Lay out the lines below as a Markdown table with the columns Row and Line, numbering each line in order and omitting any blank lines.

### Information provided
- - - - - - -
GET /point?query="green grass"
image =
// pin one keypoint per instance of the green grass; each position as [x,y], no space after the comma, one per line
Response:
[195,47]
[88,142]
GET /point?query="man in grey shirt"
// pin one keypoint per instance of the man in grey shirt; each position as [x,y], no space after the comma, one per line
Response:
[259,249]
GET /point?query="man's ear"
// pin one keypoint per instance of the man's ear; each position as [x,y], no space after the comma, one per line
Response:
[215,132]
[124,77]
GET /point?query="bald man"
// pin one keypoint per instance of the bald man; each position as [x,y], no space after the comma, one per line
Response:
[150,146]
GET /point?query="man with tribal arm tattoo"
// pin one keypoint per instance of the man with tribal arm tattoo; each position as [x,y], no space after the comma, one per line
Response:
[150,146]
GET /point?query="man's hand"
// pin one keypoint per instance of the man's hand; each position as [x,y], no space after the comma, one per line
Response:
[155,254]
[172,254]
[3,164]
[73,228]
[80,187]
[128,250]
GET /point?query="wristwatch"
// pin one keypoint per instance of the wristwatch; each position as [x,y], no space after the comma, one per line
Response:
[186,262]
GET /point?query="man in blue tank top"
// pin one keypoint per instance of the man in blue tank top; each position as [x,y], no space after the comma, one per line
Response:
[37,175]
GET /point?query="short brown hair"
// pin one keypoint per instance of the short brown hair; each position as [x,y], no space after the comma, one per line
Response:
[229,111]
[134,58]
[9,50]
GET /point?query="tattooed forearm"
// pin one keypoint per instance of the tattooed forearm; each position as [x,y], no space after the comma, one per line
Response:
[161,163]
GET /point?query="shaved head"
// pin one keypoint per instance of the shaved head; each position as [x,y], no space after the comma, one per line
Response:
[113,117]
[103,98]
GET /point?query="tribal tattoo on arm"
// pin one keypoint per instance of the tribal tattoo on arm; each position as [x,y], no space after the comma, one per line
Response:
- - - - - - -
### Solution
| Row | Line |
|---|---|
| 1 | GET /point?query="green grass" |
| 2 | image = |
| 3 | // pin one keypoint per instance of the green grass; each position as [x,y], no space after the comma, one per line |
| 4 | Response: |
| 5 | [195,47] |
| 6 | [88,142] |
| 7 | GET /point?query="man in grey shirt" |
| 8 | // pin one keypoint per instance of the man in grey shirt; each position as [x,y], no space after the comma, one per line |
| 9 | Response: |
| 10 | [259,249] |
| 11 | GET /point?query="man's ear" |
| 12 | // pin one keypoint per instance of the man's ear; each position as [x,y], no space after the comma, one per line |
| 13 | Response: |
| 14 | [215,132] |
| 15 | [124,77] |
| 16 | GET /point?query="bald man" |
| 17 | // pin one keypoint per instance of the bald man; each position as [x,y], no space after the comma, one per line |
| 18 | Response: |
| 19 | [150,146] |
| 20 | GET /point?query="man with tribal arm tattoo" |
| 21 | // pin one keypoint per instance of the man with tribal arm tattoo; each position as [x,y], no space after the comma, one per line |
| 22 | Response: |
| 23 | [150,146] |
| 24 | GET /point?query="man's hand" |
| 25 | // pin one keypoint per instance of the man's hand; each position as [x,y], no space after the comma, one per line |
| 26 | Response: |
| 27 | [155,254] |
| 28 | [172,254] |
| 29 | [3,164] |
| 30 | [73,228] |
| 31 | [80,187] |
| 32 | [128,250] |
| 33 | GET /point?query="wristwatch" |
| 34 | // pin one keypoint per instance of the wristwatch; each position as [x,y], no space after the comma, one per line |
| 35 | Response: |
| 36 | [186,262] |
| 37 | GET /point?query="man in blue tank top" |
| 38 | // pin one keypoint per instance of the man in blue tank top; each position as [x,y], no space after the comma, one per line |
| 39 | Response: |
| 40 | [37,175] |
| 41 | GET /point?query="short brown hair" |
| 42 | // pin one keypoint per instance of the short brown hair; each position as [x,y], no space after the comma, one per line |
| 43 | Response: |
| 44 | [229,111] |
| 45 | [134,58] |
| 46 | [9,50] |
| 47 | GET /point?query="tattooed forearm" |
| 48 | // pin one keypoint per instance of the tattooed forearm; each position as [x,y], no space after the comma, one per line |
| 49 | Response: |
| 50 | [161,163] |
| 51 | GET /point?query="shaved head" |
| 52 | // pin one keypoint per instance of the shaved head; each position as [x,y], no space after the comma, one per line |
| 53 | Response: |
| 54 | [113,117] |
| 55 | [103,98] |
| 56 | GET /point?query="tribal tattoo on arm" |
| 57 | // pin one keypoint per instance of the tribal tattoo on arm; each position as [x,y], no space after the comma, one per line |
| 58 | Response: |